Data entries
====================

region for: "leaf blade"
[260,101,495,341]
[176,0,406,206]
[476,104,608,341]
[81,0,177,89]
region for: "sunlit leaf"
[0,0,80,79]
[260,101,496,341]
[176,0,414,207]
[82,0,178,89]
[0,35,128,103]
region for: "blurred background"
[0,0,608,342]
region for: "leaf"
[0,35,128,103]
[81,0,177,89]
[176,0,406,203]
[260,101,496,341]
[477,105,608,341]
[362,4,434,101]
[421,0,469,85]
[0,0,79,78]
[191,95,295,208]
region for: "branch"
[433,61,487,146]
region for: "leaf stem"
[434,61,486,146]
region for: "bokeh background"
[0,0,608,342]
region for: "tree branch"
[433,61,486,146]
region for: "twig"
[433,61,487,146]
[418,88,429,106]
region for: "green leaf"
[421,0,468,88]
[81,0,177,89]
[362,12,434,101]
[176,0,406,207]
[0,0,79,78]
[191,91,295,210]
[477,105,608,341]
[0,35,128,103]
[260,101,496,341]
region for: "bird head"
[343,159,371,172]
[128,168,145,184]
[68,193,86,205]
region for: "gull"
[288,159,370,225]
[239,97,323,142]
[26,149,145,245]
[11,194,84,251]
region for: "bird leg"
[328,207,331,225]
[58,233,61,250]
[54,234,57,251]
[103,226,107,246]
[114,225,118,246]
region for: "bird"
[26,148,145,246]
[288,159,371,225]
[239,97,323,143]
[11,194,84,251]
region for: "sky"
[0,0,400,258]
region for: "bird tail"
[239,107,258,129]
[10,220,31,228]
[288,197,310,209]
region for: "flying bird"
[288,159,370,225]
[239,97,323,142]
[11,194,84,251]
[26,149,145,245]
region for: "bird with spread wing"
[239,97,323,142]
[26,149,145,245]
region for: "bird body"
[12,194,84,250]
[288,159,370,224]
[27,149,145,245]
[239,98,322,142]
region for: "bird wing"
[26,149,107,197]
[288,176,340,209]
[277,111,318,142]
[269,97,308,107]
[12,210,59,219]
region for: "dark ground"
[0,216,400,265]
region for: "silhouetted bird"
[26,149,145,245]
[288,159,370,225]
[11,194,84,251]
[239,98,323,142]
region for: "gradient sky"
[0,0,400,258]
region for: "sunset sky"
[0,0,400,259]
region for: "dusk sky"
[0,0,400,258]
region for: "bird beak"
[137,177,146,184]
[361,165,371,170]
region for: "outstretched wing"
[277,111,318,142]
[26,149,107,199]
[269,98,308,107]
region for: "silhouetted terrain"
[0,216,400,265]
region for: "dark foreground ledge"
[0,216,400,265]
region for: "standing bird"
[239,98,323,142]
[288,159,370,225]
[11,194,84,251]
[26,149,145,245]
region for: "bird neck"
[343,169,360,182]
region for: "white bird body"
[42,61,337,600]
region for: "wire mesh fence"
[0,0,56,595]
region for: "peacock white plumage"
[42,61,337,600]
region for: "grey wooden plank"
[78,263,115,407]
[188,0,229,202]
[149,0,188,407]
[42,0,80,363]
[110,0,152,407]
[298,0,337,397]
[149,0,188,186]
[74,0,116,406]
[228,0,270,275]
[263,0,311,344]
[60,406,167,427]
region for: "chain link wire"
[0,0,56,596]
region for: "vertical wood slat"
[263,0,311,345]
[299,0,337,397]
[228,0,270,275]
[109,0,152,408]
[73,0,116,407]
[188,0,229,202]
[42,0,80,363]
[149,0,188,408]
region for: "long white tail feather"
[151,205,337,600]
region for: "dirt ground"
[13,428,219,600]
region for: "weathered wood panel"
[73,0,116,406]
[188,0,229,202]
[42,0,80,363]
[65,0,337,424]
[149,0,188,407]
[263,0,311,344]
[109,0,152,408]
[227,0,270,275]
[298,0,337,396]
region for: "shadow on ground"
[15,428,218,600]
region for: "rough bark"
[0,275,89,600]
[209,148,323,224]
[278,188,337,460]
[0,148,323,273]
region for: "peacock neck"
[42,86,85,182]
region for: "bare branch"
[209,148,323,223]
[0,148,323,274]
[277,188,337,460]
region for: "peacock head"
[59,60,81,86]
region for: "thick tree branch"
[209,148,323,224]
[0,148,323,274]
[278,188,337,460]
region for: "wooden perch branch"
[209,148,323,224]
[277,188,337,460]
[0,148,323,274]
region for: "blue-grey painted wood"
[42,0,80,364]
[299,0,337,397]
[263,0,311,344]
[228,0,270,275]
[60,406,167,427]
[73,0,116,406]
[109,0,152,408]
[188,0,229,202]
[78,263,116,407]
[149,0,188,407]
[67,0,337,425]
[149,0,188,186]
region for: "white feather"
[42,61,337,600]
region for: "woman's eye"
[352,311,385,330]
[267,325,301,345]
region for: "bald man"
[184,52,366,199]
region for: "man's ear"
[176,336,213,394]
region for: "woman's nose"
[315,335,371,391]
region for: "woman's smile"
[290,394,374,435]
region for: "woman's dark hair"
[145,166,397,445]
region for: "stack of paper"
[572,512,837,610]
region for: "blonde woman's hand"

====================

## Directions for this task
Can you reproduce the records from their first line through the line holding "[418,88,429,106]", with both ends included?

## Response to the task
region for: "leaf blade"
[260,101,495,341]
[176,0,406,206]
[476,104,608,341]
[81,0,177,89]
region for: "sunlit leaf"
[0,0,80,79]
[260,101,496,341]
[176,0,414,207]
[82,0,178,89]
[0,35,128,103]
region for: "blurred background"
[0,0,608,342]
region for: "leaf"
[0,35,128,103]
[81,0,177,89]
[176,0,406,203]
[260,101,496,341]
[477,105,608,341]
[362,4,434,101]
[421,0,469,85]
[0,0,79,78]
[191,95,295,208]
region for: "branch"
[433,61,487,146]
region for: "leaf stem"
[434,61,486,146]
region for: "bokeh background"
[0,0,608,342]
region for: "tree branch"
[433,61,486,146]
region for: "twig"
[433,61,487,146]
[418,88,429,106]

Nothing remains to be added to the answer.